── Entries provided ──

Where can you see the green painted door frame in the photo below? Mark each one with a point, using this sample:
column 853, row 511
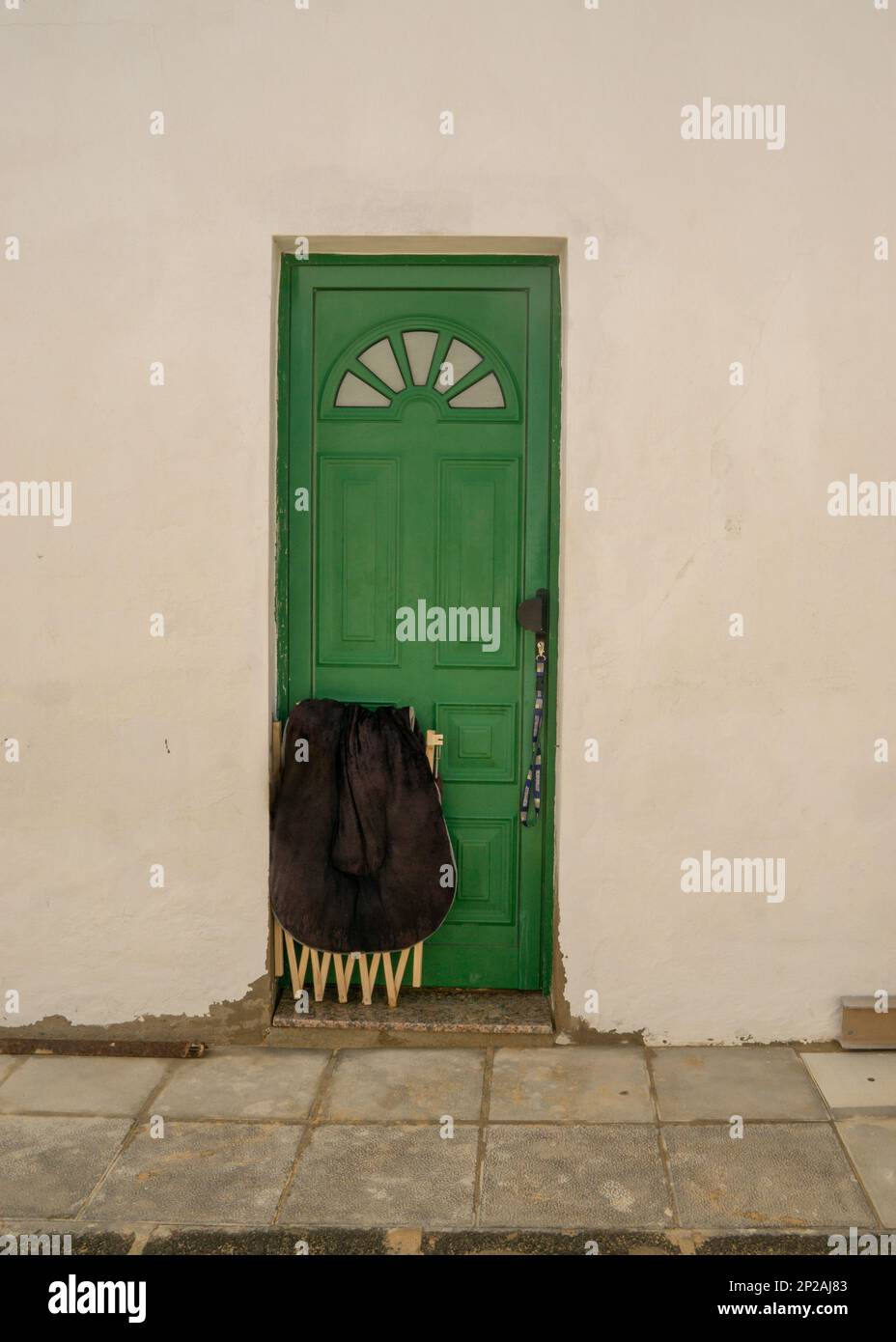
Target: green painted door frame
column 368, row 435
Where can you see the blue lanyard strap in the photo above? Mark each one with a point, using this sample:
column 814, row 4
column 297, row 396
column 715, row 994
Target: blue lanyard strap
column 533, row 787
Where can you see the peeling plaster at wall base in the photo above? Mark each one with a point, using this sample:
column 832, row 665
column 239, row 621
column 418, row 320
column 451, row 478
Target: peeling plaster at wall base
column 243, row 1021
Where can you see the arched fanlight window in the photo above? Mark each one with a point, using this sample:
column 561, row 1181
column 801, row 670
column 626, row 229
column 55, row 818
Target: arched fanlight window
column 420, row 358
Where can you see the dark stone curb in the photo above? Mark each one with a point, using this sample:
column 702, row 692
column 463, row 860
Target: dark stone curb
column 323, row 1242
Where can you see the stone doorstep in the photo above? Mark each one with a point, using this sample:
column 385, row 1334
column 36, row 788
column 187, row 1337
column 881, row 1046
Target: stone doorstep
column 421, row 1012
column 152, row 1239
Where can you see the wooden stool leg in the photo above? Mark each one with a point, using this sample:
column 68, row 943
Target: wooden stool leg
column 365, row 980
column 340, row 972
column 294, row 967
column 392, row 994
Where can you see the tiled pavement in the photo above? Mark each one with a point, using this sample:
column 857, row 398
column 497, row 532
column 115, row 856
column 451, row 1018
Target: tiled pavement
column 451, row 1149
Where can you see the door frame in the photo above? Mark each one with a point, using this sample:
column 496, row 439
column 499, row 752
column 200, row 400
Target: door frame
column 285, row 430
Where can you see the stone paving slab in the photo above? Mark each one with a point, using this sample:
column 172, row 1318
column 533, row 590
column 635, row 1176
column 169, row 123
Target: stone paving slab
column 244, row 1083
column 30, row 1238
column 872, row 1149
column 50, row 1165
column 406, row 1083
column 715, row 1083
column 105, row 1086
column 538, row 1176
column 786, row 1174
column 390, row 1174
column 199, row 1173
column 6, row 1066
column 854, row 1083
column 582, row 1084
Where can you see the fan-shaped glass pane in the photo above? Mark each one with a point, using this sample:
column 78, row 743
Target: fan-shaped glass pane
column 420, row 347
column 381, row 361
column 354, row 392
column 483, row 395
column 459, row 360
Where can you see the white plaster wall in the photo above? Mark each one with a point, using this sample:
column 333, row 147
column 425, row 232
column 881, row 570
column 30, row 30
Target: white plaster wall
column 713, row 498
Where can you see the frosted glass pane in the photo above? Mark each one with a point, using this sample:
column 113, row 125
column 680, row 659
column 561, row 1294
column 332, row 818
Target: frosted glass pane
column 354, row 392
column 420, row 347
column 483, row 395
column 462, row 358
column 381, row 361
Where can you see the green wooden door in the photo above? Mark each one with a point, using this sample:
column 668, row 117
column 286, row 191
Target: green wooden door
column 416, row 443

───

**What is being asked:**
Set out every line of the material above as a Markdown table with two columns, Row and Line. Number the rows in order, skip blank lines, and leave the pictures out.

**Solution to this problem:**
| Row | Line |
|---|---|
| 1 | Where can you see the green painted door frame in the photo below? Mark each one with a point, using this sample: |
| 2 | column 853, row 511 |
| 3 | Target: green painted door frame |
| 4 | column 368, row 435 |
| 5 | Where can you see the blue lanyard strap in the photo above? Mark each one with a point, using this sample: |
| 6 | column 814, row 4 |
| 7 | column 297, row 396 |
| 8 | column 715, row 994 |
| 9 | Target: blue lanyard strap |
| 10 | column 533, row 787 |
| 11 | Where can you see the peeling plaster at wall base in the photo above? Mark each one with a point, using this sample: |
| 12 | column 832, row 665 |
| 13 | column 239, row 621 |
| 14 | column 418, row 320 |
| 15 | column 451, row 478 |
| 16 | Target: peeling plaster at wall base |
| 17 | column 243, row 1021 |
| 18 | Where can you see the arched fanlight window in the photo above? Mark each one with a point, using this sample: |
| 19 | column 561, row 1181 |
| 20 | column 801, row 670 |
| 21 | column 626, row 229 |
| 22 | column 55, row 818 |
| 23 | Target: arched fanlight window |
| 24 | column 420, row 358 |
| 25 | Where can you see the dark stone curb in the photo above? Mark each one with a point, using this sample: |
| 26 | column 702, row 692 |
| 27 | column 463, row 860 |
| 28 | Target: dark stone curb |
| 29 | column 323, row 1242 |
| 30 | Where can you see the stone doorstep in the photo above? Mark each one with a point, using this sample: |
| 31 | column 385, row 1334 |
| 32 | column 36, row 788 |
| 33 | column 187, row 1337 |
| 34 | column 881, row 1046 |
| 35 | Target: stone doorstep |
| 36 | column 421, row 1012 |
| 37 | column 152, row 1239 |
| 38 | Where can you see the wooden stool leg in the photo above? Mark each one with a point, using this sample: |
| 39 | column 68, row 943 |
| 40 | Target: wooden stool leg |
| 41 | column 365, row 980 |
| 42 | column 340, row 972 |
| 43 | column 294, row 967 |
| 44 | column 392, row 994 |
| 45 | Where can you see the tiled pavement in the photo above? Mark each one with a point, using this sample: |
| 46 | column 857, row 398 |
| 47 | column 497, row 532 |
| 48 | column 115, row 856 |
| 49 | column 451, row 1018 |
| 50 | Target: tiled pavement |
| 51 | column 451, row 1149 |
| 52 | Where can you see the door frame in the photo above? Mark each one with a point, using this sample: |
| 53 | column 496, row 439 |
| 54 | column 499, row 752 |
| 55 | column 200, row 400 |
| 56 | Target: door frame |
| 57 | column 285, row 430 |
| 58 | Where can you see the stone paving slab in the photo above? Mark each one with a point, using this sample: |
| 59 | column 172, row 1318 |
| 60 | column 533, row 590 |
| 61 | column 635, row 1176 |
| 62 | column 169, row 123 |
| 63 | Target: stone paving slab |
| 64 | column 244, row 1083 |
| 65 | column 30, row 1238 |
| 66 | column 872, row 1149 |
| 67 | column 50, row 1165 |
| 68 | column 406, row 1083 |
| 69 | column 715, row 1083 |
| 70 | column 105, row 1086 |
| 71 | column 538, row 1176 |
| 72 | column 786, row 1174 |
| 73 | column 390, row 1174 |
| 74 | column 199, row 1173 |
| 75 | column 6, row 1066 |
| 76 | column 854, row 1083 |
| 77 | column 582, row 1084 |
| 78 | Where can you see the fan-shaped glass pane in the photo above? Mark each one with a point, using this sample: |
| 79 | column 78, row 743 |
| 80 | Target: fan-shaped glass pane |
| 81 | column 420, row 347 |
| 82 | column 381, row 361 |
| 83 | column 354, row 392 |
| 84 | column 483, row 395 |
| 85 | column 459, row 360 |
| 86 | Where can you see the white plaster wall in the photo above? Mark each one with a point, using this sample: |
| 87 | column 333, row 147 |
| 88 | column 425, row 232 |
| 89 | column 881, row 570 |
| 90 | column 30, row 30 |
| 91 | Target: white plaster wall |
| 92 | column 713, row 498 |
| 93 | Where can you see the frosted glass pane in the photo above? Mark each one with a point, using this sample: |
| 94 | column 113, row 125 |
| 95 | column 680, row 659 |
| 96 | column 561, row 1294 |
| 97 | column 332, row 818 |
| 98 | Target: frosted glass pane |
| 99 | column 354, row 392 |
| 100 | column 420, row 347 |
| 101 | column 483, row 395 |
| 102 | column 462, row 358 |
| 103 | column 381, row 361 |
| 104 | Where can you see the green wooden door in the photo above? Mark each one with a point, using this sample: |
| 105 | column 668, row 117 |
| 106 | column 286, row 191 |
| 107 | Target: green wooden door |
| 108 | column 416, row 443 |